Data for this exercise:
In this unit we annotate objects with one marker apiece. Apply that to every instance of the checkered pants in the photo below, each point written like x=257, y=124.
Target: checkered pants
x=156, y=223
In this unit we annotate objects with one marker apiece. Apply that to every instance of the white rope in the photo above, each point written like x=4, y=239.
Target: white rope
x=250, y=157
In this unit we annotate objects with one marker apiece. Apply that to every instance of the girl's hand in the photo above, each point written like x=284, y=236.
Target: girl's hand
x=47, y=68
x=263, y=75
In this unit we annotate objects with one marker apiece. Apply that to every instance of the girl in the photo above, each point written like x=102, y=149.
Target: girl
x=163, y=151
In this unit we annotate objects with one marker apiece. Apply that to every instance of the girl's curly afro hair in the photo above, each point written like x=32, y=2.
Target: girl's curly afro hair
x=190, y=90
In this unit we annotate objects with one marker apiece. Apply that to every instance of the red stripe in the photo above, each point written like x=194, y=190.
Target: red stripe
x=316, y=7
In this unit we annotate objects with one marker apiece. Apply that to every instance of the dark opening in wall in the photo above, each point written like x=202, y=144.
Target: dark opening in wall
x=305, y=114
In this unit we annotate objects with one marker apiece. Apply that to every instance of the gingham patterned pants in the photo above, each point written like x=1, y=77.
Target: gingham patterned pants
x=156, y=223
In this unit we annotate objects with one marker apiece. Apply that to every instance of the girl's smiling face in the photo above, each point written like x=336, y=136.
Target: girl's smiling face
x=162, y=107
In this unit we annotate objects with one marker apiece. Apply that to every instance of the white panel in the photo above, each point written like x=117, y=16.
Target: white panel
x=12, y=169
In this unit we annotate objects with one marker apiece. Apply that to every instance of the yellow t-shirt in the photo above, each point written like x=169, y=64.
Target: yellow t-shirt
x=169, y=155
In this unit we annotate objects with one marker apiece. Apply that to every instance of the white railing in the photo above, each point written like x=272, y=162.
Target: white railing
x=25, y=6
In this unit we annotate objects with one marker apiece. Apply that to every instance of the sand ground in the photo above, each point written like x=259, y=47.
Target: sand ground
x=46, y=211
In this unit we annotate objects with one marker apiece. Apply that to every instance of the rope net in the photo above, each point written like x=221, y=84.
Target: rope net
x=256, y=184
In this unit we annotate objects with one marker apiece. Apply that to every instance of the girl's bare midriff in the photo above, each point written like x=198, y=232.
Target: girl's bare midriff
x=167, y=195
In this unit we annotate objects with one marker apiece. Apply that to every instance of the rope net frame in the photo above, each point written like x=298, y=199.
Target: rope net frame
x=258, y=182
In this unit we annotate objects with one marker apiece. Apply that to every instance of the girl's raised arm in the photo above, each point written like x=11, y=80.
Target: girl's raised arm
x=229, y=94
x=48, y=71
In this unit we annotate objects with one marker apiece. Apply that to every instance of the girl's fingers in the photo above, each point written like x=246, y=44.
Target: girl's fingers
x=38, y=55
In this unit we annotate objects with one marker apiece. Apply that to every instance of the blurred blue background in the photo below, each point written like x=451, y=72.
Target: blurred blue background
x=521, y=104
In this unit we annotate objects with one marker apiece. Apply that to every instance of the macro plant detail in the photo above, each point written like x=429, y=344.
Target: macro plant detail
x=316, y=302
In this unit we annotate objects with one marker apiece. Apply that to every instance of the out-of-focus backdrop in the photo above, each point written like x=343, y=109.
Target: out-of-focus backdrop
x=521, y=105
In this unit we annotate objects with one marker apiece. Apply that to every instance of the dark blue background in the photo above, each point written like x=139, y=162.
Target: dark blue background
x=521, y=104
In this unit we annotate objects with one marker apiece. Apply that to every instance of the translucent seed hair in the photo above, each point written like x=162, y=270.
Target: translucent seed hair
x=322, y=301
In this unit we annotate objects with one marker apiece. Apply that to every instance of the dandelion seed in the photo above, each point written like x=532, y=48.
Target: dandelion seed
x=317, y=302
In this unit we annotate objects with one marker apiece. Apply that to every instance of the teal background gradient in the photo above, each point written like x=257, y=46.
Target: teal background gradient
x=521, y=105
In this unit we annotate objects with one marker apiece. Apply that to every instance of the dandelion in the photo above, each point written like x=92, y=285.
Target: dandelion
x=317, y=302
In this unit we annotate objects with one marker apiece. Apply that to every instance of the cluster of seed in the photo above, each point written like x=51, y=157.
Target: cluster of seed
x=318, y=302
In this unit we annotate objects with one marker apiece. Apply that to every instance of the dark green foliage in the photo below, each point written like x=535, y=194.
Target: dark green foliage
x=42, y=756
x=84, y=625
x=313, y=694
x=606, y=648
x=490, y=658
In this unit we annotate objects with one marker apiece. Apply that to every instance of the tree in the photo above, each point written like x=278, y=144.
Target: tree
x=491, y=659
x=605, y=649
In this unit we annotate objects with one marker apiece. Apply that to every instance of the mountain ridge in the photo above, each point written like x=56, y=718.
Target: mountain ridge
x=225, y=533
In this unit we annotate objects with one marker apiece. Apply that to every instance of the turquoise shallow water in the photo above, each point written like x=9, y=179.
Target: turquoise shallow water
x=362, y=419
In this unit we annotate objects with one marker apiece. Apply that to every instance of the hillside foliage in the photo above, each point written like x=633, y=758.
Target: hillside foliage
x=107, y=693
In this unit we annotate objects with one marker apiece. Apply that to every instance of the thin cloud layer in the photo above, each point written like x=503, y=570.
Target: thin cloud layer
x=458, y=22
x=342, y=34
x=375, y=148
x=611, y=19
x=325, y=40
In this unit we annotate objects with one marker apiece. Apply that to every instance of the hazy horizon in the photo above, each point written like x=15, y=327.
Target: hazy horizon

Exercise objective: Copy all of the items above word for word, without changing anything.

Result of the exercise:
In this unit we annotate objects with one marker apiece. Apply that to every instance of the checkered pants in the photo below, each point written like x=257, y=124.
Target: checkered pants
x=156, y=223
In this unit we annotate objects with one marker apiece. Apply that to every instance of the white rope in the photo above, each point written like x=4, y=239.
Target: white rope
x=250, y=157
In this unit we annotate objects with one marker apiece. Apply that to every instance of the girl's hand in the photo above, each point written like x=284, y=236.
Target: girl's hand
x=47, y=68
x=263, y=75
In this unit we annotate objects with one marker apiece. Apply that to every instance of the girl in the photo above, each point written like x=102, y=149.
Target: girl
x=163, y=151
In this unit we annotate objects with one marker apiece. Apply that to every instance of the girl's curly afro hair in the photo above, each point written like x=32, y=2.
Target: girl's curly afro hair
x=190, y=90
In this unit we annotate objects with one marker apiece. Apply that to every instance of the red stripe in the photo above, each point written like x=194, y=190.
Target: red stripe
x=316, y=7
In this unit we annotate objects with one marker apiece. Apply that to every instance of the dark opening in wall in the photo above, each point written like x=202, y=144.
Target: dark opening in wall
x=305, y=114
In this unit we annotate objects with one marker apiece. Apply that to every instance of the gingham patterned pants in the photo above, each point written like x=1, y=77.
Target: gingham patterned pants
x=156, y=223
In this unit we annotate objects with one marker apiece. Apply that to every instance of the girl's smiling face in the photo above, each point written like x=336, y=136.
Target: girl's smiling face
x=162, y=107
In this unit we annotate objects with one marker apiece. Apply that to every instance of the white panel in the photo above, each point written like x=117, y=16.
Target: white panel
x=12, y=169
In this unit we annotate objects with one marker apiece. Apply that to every instance of the yellow t-shirt in the photo above, each point written like x=169, y=64.
Target: yellow t-shirt
x=169, y=155
In this unit we annotate objects with one marker apiece. Apply that to every instance of the white railing in the photo above, each point written like x=272, y=162.
Target: white railing
x=25, y=6
In this unit we annotate objects with one marker apiece. Apply that to every instance of the sand ground in the photo above, each point written like x=259, y=47.
Target: sand ground
x=46, y=211
In this unit we annotate objects with one marker apiece. Apply that to every instance of the rope net in the photo above, each point written like x=221, y=84.
Target: rope net
x=256, y=184
In this unit we annotate objects with one marker apiece. Apply that to every instance of the girl's bare midriff in the photo above, each point written like x=198, y=232.
Target: girl's bare midriff
x=167, y=195
In this unit we annotate objects with one marker apiece. Apply that to every instance of the rope net frame in the photo above, each point written like x=298, y=199.
Target: rope net frame
x=258, y=182
In this unit we annotate objects with one marker apiece. Apply that to every instance of the girl's raised arm in the photo above, each point written like x=11, y=80.
Target: girl's raised arm
x=229, y=94
x=48, y=71
In this unit we annotate objects with one marker apiece. Apply that to every instance of the girl's fingers in the photo above, each point written like x=246, y=44.
Target: girl's fingers
x=38, y=55
In this unit we annotate objects with one marker apiece. Apply that to every instance of the blurred blue background in the photo below, each point written like x=451, y=72.
Target: blurred blue background
x=521, y=104
In this unit we annotate objects with one marker apiece. Apply that to every instance of the macro plant detail in the photo above, each point written like x=429, y=344.
Target: macro plant detail
x=316, y=302
In this unit we annotate objects with one marker apiece. Apply that to every instance of the out-of-focus backdrop in the photo above, each point written like x=343, y=109.
Target: out-of-focus backdrop
x=521, y=105
In this unit we annotate objects with one marker apiece. Apply that to every instance of the dark blue background in the photo above, each point written like x=139, y=162.
Target: dark blue background
x=521, y=104
In this unit we annotate objects with one marker apiece. Apply that to every instance of the translucent seed hair in the photo above, each point written like x=162, y=270.
Target: translucent seed hair
x=322, y=301
In this unit we annotate objects with one marker apiece. Apply that to every instance of the dandelion seed in the photo above, each point written like x=532, y=48.
Target: dandelion seed
x=317, y=302
In this unit we annotate objects with one marker apiece. Apply that to every instance of the teal background gradient in the photo above, each point written like x=257, y=46.
Target: teal background gradient
x=521, y=105
In this unit we annotate objects with one marker apiece. Apply that to every instance of the dandelion in the photo above, each point written like x=92, y=285.
Target: dandelion
x=317, y=302
In this unit we annotate objects with one marker apiece. Apply that to every instance of the cluster of seed in the photo above, each point written like x=51, y=157.
Target: cluster of seed
x=318, y=302
In this unit we annotate objects with one marker apiece. Apply that to every instance of the dark green foliage in the photo below, each point written like x=535, y=194.
Target: dark green foliage
x=42, y=756
x=84, y=625
x=313, y=694
x=606, y=648
x=490, y=658
In this unit we annotate objects with one marker apiece. Apply that to every instance of the tree in the photo above, each point written like x=278, y=144.
Target: tree
x=491, y=659
x=605, y=649
In this unit we annotate objects with one marker apiece. Apply that to every instance of the mountain ridge in the photo above, each point written like x=56, y=718.
Target: mountain ridge
x=225, y=533
In this unit we annotate objects with one marker apiece. Apply that to every instance of the turquoise shallow water in the photo above, each point written like x=9, y=179.
Target: turquoise shallow water
x=362, y=419
In this unit we annotate objects with one marker apiece. Apply that to every instance of the hillside foliage in the photo above, each point written like x=633, y=758.
Target: hillside foliage
x=107, y=693
In this unit we annotate objects with one marker apiece. Apply that to every instance of the thin cloud layer in the photo above, each point written like x=503, y=570.
Target: thin cloud layer
x=458, y=22
x=342, y=34
x=375, y=148
x=611, y=19
x=325, y=40
In this unit we annotate objects with one marker apiece. Apply that to every instance of the hazy horizon in the photo above, each point written like x=15, y=327.
Target: hazy horizon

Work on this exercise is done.